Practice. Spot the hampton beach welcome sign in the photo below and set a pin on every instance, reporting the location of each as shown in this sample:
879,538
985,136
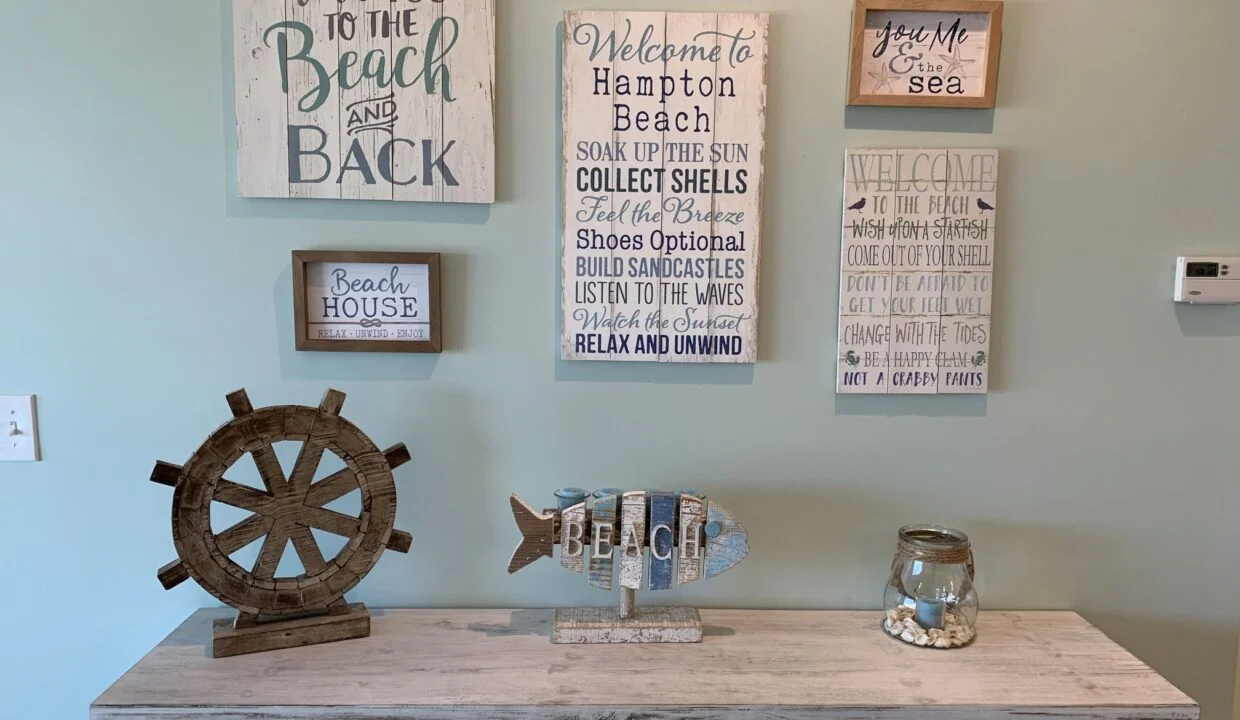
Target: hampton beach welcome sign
664,125
357,99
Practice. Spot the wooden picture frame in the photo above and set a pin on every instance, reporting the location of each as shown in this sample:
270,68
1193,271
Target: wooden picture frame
366,310
876,79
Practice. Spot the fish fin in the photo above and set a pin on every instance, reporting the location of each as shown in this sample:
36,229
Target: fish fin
537,534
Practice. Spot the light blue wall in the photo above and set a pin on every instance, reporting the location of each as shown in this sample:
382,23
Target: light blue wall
1100,474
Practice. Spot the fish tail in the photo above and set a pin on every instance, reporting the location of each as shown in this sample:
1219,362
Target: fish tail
537,534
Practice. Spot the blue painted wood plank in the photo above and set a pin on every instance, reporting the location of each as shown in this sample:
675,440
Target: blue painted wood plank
662,539
603,542
726,540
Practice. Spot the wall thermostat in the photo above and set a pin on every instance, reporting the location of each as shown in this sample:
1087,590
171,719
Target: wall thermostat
1208,280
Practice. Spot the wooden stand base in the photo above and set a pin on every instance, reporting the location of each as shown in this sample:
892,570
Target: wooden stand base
604,625
277,635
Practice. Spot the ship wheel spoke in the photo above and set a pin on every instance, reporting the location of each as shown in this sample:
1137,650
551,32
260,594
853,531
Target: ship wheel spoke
269,470
264,457
273,549
243,533
331,488
331,522
308,549
342,482
305,467
239,496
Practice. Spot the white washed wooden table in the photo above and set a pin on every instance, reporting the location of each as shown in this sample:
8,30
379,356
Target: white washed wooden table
480,664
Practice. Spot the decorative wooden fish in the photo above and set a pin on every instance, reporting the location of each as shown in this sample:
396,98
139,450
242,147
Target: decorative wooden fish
687,537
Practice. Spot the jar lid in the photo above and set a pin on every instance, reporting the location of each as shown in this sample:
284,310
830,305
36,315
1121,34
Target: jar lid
933,538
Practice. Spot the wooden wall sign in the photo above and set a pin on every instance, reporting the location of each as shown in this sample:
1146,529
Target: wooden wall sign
275,612
664,136
916,272
346,301
682,532
366,100
925,52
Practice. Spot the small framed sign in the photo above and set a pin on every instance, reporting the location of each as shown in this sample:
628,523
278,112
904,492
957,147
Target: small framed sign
349,301
940,53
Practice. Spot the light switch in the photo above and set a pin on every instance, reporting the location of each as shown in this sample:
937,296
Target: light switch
19,429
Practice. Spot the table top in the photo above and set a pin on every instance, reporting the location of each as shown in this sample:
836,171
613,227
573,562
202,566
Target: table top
500,663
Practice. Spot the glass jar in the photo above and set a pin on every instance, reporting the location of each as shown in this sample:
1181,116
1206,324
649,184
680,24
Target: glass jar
930,599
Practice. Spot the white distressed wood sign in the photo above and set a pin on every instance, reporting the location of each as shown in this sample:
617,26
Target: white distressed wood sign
357,99
664,136
916,272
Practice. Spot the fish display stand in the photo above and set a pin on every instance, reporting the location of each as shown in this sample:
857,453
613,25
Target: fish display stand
275,612
687,539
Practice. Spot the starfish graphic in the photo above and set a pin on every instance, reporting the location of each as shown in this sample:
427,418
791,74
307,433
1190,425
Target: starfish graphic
956,63
882,79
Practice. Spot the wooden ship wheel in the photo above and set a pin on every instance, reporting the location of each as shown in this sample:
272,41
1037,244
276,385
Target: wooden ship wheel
277,612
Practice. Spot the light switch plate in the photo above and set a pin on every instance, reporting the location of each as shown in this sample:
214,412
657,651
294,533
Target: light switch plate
19,429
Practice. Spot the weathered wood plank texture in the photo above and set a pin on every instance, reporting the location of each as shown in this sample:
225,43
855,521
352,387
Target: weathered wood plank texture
662,148
357,100
605,625
497,664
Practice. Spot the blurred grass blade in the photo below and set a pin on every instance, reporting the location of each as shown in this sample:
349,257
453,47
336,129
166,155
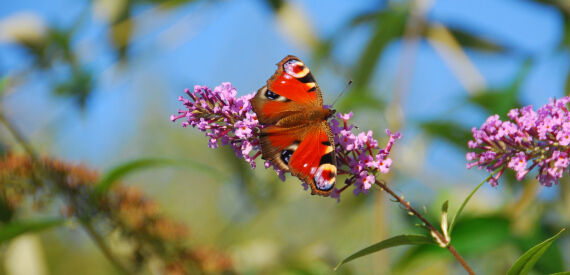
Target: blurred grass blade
15,229
469,40
391,242
525,263
126,168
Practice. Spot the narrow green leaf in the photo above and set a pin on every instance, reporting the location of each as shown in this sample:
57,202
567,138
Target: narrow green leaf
525,263
14,229
444,224
389,26
444,207
391,242
124,169
469,198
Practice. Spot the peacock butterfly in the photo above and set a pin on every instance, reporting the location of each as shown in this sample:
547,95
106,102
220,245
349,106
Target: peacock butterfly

========================

To do:
Reproduce all the entries that precede this task, word for word, minus any pictures.

The solution:
Practice. Spot the hampton beach welcome sign in the photo below and set a pin on every instance, reporting the location of each as shown in this sample:
879,538
985,136
Target: hampton beach welcome sign
664,125
357,99
Practice. Spot the wooden picture frame in the photo above and set a pin on every instance, reporting the location of each as shown in this sample:
270,68
1193,271
Target: wooden picture frame
366,310
876,79
Practice. Spot the fish fin in the photo above and set a pin on every instance, reporting the location of each as shown in this sample:
36,229
Target: fish fin
537,534
Practice. Spot the light blue wall in the photo above and set a pin on every instance, reporting the location of each as shown in this sample:
382,23
Target: light blue wall
1100,474
Practice. Spot the fish tail in the photo above and set a pin on every instance, reporting the location of each as shown in this sample:
1219,362
Target: fish tail
537,534
Practice. Spot the blue painted wood plank in the photo above and set a pin on every instance, reporting the location of each as shown in this sample:
675,440
Target: blue painted wood plank
662,539
603,542
726,540
Practice. Spot the wall thermostat in the photo above and set a pin on every instance, reporting the location of each as shown in this sample:
1087,590
171,719
Target: wall thermostat
1208,280
Practice. Spot the wooden stand base in the photo above and set a pin on every instance, reporting the location of each as shown in this sample:
892,570
Target: wooden stand base
604,625
277,635
Practice. Spot the ship wheel spoke in the photo above and set a pin on every instance, reporting the location of each as shown in this sample:
1137,650
551,32
260,594
853,531
Target: ship wheel spoke
269,470
264,457
273,549
243,533
331,488
331,522
308,549
342,482
305,467
239,496
Practice. Spot the white washed wooden table in the photo above and set a pin on every instance, reporting the location of each as shown in this sample:
8,30
379,356
Target: white washed wooden table
480,664
Practice. Spot the decorative wooden fish in the photo above and set a pin on every instance, reporting the location of each as shown in this sample:
396,98
139,450
242,147
Target: decorative wooden fish
687,537
Practice. Spot the jar lid in the photo above and set a pin on every instance, reporting the location of each as shown in this sample:
284,310
830,305
36,315
1121,34
Target: jar lid
933,538
Practice. Spot the wooden wall sign in the photo above and set a pin on every instance, reporting the location of each as shown in this sample:
1146,529
Target: wooden wall sign
275,612
664,136
916,272
346,301
682,532
366,100
925,52
Practice. Spot the small framed sign in the photo above and set a pin on every instance, reporting the location of each as shown in this sample:
628,523
278,112
904,492
957,147
Target: small framed sign
349,301
940,53
Practice. Spot the light switch in the photo above and set a pin on every instance, reporting the location of each as shown in this sample:
937,296
Target: light switch
19,429
Practice. Spot the table top in the photo above and set a pin on every instance, reporting the location of each as shown in this sample:
836,171
613,227
573,562
202,566
Target: table top
500,663
Practice. Spot the glass jar in the photo above and set a pin on every instance, reporting the location of each as shown in this sample:
1181,116
1206,324
649,184
680,24
Target: glass jar
930,599
Practice. Spot the white distressed wood sign in the photo above and set a pin on every instance, reporting the location of each as shown in this sample:
617,26
Target: white distressed wood sign
357,99
664,136
916,272
Practice. Spot the fish display stand in the photo above and set a pin on every instance, reporting the location of each as shown in this sample:
857,453
613,25
Target: fish display stand
275,612
687,539
Practice. Spot the starfish graphic in the photo above and set a pin on every instance, reporting the location of each as shown in this sample:
427,418
791,74
307,433
1190,425
Target: starfish graphic
956,63
882,79
Practice. Spot the wooden ship wheel in the photo above and set a pin on every instance, reporting the location of each as shown in this sample:
272,41
1037,244
276,385
Target: wooden ship wheel
277,612
Practice. Spot the light switch plate in the photo above and set a pin on every instance, reporting the location of each as shown in this sample:
214,412
657,651
294,533
Target: light switch plate
19,429
Practice. Spot the weathered wood plank texture in the photo above and set a pin on every instance, reporting the location of each as shown in this sample:
225,43
855,521
352,387
Target: weathered wood plank texture
662,148
357,100
605,625
497,664
Practice. Spot the blurred grass blade in the photo below and set a pin on every instance, reporting the location of each as shown in this sample:
349,257
453,47
336,129
166,155
Target: blurred grass blade
15,229
469,40
391,242
525,263
126,168
Practice. Spot the narrow green leaf in the photo above and set a pin on every instance, reporting the location of each as shown in this sample:
57,202
567,138
Target: narrow green leaf
525,263
14,229
444,224
389,26
444,207
391,242
124,169
469,198
Practice. Spot the peacock butterfly in the photo above and set a pin on every instance, reporting the location of each as shown in this sample:
547,95
106,102
220,245
349,106
Target: peacock butterfly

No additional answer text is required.